▶ Problem details: Which lines in the records below contain the word "pixels"? Copy each of them.

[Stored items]
↓↓↓
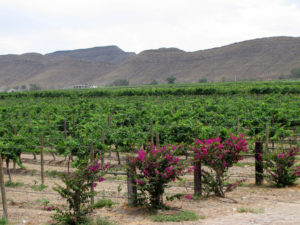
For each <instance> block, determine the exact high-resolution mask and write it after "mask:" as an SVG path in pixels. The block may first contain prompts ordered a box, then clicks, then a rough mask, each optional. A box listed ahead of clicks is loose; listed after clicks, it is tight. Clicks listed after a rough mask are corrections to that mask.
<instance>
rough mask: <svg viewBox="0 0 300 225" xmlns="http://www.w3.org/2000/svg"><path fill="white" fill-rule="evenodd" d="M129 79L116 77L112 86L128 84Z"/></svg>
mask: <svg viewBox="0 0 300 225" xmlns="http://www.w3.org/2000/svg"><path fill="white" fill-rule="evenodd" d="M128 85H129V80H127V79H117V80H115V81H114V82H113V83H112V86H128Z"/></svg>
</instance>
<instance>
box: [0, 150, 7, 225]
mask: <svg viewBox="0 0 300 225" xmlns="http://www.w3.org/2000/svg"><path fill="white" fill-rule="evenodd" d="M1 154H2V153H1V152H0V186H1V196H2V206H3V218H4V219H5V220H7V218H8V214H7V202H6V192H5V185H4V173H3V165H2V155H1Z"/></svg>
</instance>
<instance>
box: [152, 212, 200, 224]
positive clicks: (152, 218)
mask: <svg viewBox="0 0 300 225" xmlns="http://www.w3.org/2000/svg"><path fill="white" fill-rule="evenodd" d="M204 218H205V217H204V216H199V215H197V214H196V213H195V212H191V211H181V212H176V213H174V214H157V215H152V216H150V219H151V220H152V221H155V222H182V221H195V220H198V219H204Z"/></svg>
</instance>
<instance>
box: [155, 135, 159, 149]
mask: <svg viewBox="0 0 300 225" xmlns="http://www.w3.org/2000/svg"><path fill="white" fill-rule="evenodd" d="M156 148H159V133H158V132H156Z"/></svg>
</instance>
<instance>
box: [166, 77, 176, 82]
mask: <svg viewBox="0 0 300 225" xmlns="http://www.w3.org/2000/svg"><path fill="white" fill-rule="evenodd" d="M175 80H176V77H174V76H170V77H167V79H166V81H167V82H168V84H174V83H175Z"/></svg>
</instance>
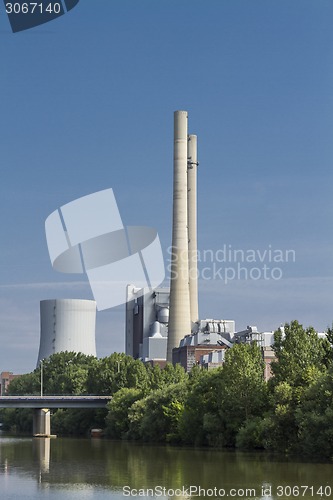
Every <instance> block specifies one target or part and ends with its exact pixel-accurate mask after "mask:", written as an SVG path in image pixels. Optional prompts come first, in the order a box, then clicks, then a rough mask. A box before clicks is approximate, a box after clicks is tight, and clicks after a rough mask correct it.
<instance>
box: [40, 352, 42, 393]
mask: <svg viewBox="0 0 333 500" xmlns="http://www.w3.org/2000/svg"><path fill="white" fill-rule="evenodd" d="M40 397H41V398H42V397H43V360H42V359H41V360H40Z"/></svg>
↑↑↑
↓↓↓
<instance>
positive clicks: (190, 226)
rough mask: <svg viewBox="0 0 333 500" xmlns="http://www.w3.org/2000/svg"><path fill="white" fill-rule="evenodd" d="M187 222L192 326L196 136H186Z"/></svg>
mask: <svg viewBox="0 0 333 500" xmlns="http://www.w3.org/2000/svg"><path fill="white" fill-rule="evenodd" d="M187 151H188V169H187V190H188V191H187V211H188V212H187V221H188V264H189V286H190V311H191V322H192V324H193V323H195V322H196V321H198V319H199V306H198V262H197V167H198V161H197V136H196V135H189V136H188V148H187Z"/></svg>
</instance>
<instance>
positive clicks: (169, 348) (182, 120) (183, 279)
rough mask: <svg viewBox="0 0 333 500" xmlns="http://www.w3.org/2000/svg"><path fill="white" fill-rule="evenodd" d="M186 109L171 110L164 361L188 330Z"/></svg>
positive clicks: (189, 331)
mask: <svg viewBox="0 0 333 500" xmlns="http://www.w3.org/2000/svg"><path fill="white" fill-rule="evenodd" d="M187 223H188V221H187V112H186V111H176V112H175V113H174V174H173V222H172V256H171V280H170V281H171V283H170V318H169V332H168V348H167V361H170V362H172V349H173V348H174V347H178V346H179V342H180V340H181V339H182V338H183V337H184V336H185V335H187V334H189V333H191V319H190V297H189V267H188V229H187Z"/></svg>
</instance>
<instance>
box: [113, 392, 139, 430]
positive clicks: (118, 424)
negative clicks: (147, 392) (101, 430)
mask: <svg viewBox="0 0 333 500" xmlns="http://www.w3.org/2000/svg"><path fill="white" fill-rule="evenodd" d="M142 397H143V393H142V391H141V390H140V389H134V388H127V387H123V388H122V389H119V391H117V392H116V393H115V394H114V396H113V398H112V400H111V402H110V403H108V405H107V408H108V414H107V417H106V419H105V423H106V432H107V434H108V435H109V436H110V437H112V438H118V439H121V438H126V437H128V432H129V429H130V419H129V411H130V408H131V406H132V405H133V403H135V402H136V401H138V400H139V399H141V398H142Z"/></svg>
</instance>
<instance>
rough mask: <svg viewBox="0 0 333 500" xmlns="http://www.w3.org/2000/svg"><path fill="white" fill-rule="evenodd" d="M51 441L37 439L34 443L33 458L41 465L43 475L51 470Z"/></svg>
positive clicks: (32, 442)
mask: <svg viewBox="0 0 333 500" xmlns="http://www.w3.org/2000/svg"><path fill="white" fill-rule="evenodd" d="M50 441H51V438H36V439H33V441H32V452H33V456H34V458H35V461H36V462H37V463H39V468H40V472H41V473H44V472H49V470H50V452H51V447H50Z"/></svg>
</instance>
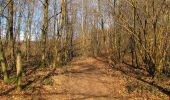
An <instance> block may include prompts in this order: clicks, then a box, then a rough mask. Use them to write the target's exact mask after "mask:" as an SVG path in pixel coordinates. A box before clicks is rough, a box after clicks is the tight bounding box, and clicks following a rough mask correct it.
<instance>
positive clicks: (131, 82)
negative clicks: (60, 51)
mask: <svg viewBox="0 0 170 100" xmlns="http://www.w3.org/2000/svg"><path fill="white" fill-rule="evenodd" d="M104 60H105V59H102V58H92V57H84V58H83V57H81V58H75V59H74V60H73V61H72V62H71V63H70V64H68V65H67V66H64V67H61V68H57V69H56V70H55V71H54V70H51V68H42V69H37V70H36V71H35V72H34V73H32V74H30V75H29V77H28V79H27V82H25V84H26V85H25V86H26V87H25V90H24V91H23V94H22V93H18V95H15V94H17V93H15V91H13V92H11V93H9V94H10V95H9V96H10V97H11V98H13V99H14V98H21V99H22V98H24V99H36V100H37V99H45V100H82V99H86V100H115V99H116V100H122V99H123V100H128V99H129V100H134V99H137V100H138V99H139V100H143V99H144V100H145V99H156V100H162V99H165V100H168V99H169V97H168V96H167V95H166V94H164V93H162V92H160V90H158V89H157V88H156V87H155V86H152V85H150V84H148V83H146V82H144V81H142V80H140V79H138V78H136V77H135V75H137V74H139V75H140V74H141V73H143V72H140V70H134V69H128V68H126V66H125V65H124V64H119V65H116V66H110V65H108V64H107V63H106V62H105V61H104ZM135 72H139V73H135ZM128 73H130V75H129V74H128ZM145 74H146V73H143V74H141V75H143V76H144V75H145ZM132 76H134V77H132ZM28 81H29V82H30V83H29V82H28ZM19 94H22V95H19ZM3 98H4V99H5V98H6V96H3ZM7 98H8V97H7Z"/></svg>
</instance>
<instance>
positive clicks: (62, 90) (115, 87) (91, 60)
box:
↑↑↑
↓↓↓
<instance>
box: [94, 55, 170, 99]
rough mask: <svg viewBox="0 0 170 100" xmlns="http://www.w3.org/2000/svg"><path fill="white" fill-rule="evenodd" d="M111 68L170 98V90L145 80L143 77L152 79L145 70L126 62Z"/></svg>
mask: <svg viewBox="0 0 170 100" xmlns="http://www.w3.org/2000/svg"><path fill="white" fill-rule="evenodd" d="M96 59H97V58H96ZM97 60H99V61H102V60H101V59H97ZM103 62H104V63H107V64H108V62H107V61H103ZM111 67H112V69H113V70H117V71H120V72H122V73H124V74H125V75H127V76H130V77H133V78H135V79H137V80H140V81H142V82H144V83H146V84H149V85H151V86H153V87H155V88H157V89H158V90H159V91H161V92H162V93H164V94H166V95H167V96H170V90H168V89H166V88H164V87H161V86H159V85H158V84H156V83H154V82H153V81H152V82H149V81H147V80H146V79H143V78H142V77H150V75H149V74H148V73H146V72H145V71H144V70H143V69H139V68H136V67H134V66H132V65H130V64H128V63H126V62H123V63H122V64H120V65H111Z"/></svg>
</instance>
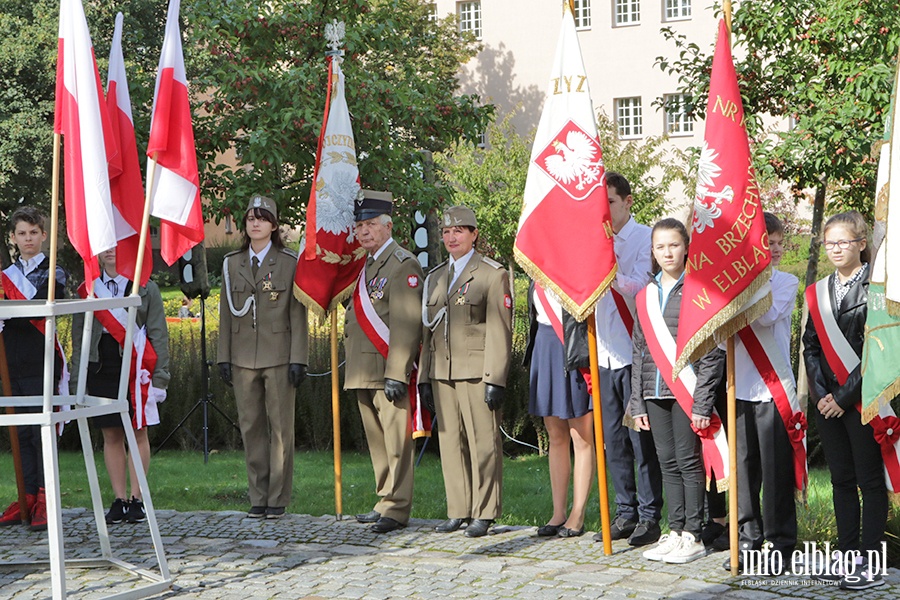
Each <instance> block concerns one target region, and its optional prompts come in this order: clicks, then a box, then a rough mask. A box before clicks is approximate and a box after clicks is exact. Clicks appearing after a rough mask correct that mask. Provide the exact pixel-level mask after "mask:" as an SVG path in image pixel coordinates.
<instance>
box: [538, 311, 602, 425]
↑↑↑
▶ Exercise solution:
For each <instance> block, determine the exact high-resolution mask and write it after "mask:" as an SVG path in pixels. The block may first contain prompts ordered a box, then clicks, then a rough mask, each optional. A box listed ahead of clicks is loose; listed after clicks, it is tight. Clicks listed after a rough mask are corrections to that mask.
Every <instance> block specifies one target or part and ends with its exact pixel-accurate mask after "mask:", written as an SVG path in image pixels. Optional prompts come first, in the order a box, then clicks, then a rough mask. A box before clicks is approximate, a box after clicks is tight, and clicks after a rough mask correct it.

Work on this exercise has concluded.